> [GIVEN EXERCISE]
Pick out every line below that has the word "door" in it, and copy each of those lines.

> [THE RECORDS]
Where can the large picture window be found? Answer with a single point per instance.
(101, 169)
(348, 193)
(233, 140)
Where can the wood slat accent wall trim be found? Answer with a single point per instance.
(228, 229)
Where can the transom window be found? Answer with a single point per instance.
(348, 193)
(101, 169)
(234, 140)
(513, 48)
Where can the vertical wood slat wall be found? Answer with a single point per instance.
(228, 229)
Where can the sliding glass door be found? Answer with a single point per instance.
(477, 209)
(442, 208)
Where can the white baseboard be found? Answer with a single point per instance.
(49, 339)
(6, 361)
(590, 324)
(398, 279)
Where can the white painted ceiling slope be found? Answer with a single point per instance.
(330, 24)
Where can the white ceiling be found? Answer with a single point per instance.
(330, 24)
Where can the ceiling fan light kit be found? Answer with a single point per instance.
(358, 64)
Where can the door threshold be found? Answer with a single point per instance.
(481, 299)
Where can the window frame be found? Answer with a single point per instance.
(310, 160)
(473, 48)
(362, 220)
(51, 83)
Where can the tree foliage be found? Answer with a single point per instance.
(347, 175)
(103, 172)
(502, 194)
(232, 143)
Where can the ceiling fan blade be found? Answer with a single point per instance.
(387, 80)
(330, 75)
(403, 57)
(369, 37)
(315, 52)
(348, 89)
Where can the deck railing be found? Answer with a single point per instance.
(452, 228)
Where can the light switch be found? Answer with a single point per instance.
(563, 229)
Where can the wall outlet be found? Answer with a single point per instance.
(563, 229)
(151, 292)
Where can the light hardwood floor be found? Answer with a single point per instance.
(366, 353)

--

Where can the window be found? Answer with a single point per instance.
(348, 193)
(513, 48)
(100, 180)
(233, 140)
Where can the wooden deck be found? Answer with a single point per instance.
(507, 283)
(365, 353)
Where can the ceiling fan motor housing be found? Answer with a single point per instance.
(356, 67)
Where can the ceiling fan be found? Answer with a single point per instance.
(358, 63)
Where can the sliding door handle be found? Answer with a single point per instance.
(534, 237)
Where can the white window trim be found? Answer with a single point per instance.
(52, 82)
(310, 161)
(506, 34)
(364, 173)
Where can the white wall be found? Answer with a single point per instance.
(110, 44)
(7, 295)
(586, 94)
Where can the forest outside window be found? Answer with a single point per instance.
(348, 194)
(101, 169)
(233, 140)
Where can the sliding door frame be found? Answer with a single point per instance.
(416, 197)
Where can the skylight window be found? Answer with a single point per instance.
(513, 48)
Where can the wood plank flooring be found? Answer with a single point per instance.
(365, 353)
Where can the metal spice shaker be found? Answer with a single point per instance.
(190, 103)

==

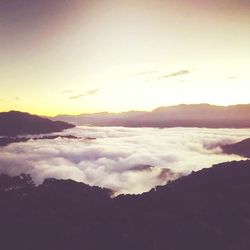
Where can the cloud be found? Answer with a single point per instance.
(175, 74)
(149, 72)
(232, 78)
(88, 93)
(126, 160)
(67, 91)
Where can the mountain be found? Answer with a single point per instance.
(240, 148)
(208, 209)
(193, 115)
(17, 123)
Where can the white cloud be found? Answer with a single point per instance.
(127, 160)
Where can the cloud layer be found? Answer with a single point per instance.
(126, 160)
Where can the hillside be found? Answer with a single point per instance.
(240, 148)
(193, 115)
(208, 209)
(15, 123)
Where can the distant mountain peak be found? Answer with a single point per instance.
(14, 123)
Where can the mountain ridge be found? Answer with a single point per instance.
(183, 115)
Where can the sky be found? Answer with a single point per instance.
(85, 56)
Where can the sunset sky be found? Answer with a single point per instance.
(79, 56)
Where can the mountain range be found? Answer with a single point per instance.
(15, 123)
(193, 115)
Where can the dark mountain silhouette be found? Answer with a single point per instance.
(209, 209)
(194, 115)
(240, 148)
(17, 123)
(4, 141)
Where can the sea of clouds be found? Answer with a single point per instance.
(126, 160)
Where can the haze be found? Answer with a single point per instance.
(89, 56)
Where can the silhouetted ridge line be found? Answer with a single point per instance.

> [TASK RESULT]
Where can the sliding glass door be found? Answer with a single point per instance.
Where can the door threshold be found? Answer with a single point per instance.
Where can the sliding door handle be found? Answer with a single point per instance.
Where can the sliding door frame be found? Answer with a single point per instance.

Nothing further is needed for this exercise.